(Stored data)
........

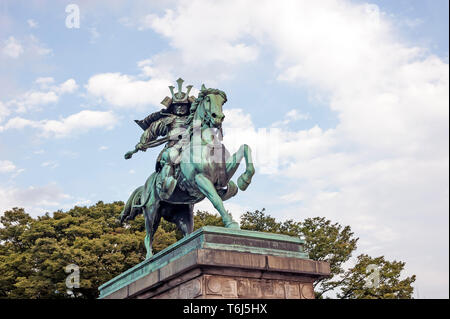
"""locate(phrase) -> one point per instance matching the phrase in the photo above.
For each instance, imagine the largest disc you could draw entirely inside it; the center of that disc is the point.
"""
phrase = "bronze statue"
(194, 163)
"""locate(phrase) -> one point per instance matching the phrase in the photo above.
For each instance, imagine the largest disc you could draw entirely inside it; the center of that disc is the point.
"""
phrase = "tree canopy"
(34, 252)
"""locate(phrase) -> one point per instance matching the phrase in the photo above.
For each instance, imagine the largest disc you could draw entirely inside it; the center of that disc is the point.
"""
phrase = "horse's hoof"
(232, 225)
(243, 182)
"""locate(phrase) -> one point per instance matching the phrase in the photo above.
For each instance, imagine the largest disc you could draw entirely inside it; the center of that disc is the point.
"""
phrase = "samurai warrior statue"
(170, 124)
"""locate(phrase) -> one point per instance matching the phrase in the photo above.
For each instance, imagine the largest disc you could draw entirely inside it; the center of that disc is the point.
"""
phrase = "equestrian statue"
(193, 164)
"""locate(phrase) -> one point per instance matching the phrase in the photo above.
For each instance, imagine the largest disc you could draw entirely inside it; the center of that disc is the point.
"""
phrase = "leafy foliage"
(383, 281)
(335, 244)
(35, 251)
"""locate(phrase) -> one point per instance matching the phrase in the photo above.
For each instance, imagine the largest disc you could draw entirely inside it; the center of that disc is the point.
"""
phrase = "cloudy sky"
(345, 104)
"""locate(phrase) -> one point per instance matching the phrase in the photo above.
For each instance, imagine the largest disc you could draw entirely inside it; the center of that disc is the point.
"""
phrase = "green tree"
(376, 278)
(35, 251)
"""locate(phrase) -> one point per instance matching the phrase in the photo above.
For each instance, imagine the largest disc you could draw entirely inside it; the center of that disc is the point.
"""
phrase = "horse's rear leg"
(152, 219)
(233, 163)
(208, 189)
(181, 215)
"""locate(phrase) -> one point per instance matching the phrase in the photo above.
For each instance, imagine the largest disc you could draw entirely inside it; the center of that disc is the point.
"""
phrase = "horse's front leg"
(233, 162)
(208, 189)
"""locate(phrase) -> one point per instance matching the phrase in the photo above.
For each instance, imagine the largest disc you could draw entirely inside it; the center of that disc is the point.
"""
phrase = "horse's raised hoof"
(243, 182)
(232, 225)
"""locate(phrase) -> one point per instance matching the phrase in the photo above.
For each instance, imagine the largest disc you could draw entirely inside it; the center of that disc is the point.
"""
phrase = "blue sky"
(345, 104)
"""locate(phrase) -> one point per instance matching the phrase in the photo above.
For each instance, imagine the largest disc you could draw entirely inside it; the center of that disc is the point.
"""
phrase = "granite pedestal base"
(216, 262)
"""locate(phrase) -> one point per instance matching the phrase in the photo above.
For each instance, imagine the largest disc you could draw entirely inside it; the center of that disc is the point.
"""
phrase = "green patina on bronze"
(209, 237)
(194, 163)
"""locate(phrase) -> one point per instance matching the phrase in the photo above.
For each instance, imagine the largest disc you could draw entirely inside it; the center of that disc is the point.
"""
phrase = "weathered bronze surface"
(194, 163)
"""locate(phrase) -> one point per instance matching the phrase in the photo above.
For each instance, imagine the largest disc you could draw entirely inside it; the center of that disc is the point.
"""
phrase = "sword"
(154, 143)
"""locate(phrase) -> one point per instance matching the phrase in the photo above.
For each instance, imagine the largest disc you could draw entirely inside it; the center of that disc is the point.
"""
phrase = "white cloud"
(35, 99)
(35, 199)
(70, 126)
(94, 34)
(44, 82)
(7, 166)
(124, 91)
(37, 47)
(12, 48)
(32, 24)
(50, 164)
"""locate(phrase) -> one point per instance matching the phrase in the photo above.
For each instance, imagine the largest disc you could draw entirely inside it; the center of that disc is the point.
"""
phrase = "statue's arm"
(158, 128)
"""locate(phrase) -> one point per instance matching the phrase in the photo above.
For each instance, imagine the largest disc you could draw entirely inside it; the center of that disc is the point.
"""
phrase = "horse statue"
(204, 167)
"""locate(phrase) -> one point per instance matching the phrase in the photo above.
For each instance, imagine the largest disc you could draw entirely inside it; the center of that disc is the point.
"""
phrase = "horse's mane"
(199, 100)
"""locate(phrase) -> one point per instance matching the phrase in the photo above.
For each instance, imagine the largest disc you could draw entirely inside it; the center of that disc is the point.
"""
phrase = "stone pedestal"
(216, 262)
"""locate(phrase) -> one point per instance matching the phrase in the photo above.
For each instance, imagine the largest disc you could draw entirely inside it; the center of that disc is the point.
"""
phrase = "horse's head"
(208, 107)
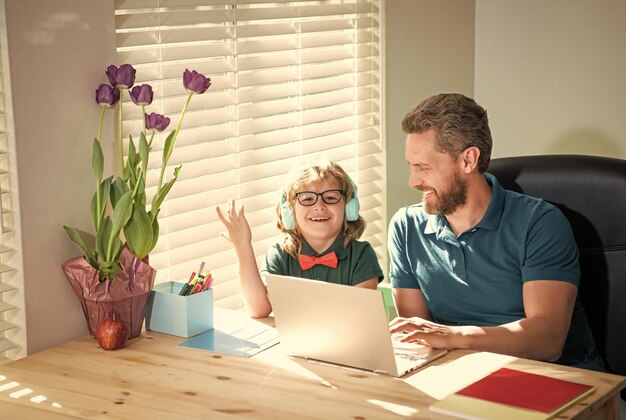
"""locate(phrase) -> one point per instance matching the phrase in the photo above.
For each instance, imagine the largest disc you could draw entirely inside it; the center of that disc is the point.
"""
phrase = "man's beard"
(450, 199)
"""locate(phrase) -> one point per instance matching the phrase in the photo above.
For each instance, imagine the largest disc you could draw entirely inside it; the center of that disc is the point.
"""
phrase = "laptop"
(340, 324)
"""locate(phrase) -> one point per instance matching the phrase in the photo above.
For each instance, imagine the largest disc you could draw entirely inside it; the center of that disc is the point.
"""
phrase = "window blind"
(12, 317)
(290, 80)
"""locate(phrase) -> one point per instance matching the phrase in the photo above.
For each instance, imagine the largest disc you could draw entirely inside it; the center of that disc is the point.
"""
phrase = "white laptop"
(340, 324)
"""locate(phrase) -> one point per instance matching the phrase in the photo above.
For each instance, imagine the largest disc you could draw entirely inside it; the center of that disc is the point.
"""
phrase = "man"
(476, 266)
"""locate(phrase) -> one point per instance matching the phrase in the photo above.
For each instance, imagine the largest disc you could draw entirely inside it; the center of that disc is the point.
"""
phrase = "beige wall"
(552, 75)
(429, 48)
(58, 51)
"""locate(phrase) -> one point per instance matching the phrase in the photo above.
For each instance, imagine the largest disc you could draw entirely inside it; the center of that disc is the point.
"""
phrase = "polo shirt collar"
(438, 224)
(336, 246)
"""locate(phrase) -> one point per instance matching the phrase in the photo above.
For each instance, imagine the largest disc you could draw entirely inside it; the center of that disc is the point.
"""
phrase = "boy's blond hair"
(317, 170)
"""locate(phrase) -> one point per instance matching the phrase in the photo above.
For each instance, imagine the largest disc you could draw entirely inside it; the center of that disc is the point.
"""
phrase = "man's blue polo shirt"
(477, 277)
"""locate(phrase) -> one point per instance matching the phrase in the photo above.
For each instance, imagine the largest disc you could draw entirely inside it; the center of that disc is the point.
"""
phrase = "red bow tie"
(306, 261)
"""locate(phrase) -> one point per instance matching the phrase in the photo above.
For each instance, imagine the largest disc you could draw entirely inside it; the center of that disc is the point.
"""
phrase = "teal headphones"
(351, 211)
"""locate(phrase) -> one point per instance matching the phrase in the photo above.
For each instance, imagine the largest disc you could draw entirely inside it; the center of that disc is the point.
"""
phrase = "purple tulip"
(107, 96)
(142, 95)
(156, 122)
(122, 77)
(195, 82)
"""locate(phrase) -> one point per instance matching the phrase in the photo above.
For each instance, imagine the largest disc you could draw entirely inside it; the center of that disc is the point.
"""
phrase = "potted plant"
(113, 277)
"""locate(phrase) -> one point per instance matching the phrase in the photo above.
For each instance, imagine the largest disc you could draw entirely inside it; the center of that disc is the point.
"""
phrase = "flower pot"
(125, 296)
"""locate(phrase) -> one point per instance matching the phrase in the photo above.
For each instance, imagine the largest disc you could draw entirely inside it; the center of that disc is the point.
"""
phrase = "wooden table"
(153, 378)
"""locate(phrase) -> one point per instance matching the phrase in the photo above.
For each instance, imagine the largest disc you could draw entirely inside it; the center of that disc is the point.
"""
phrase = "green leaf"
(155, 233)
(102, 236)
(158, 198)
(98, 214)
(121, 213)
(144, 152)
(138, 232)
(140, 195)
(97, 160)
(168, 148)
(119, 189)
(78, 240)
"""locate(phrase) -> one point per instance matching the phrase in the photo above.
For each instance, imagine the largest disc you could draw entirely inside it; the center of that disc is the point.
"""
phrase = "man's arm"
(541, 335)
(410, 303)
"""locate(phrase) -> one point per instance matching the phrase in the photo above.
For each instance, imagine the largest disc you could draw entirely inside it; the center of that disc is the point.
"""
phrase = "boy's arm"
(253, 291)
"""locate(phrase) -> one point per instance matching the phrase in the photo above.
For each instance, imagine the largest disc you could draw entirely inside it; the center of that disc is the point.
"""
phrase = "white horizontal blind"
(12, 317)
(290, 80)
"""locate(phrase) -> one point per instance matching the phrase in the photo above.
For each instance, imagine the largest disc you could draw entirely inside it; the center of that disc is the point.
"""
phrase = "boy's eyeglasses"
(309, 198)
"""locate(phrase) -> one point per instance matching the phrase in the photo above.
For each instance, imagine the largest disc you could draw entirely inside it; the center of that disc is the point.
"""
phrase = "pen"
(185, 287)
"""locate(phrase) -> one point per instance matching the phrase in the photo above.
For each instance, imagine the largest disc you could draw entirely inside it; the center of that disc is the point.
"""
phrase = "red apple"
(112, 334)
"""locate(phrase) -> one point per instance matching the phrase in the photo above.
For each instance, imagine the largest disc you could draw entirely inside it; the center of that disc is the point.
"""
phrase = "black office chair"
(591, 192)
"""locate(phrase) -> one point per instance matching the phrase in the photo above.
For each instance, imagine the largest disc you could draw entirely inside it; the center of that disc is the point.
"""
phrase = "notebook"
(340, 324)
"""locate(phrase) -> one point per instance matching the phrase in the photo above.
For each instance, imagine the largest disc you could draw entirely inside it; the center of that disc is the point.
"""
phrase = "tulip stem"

........

Filter the material above down to the lines that contain the word "polo", and copy each of those lines unchanged.

phrase = "polo shirt collar"
phrase = "man's blue polo shirt"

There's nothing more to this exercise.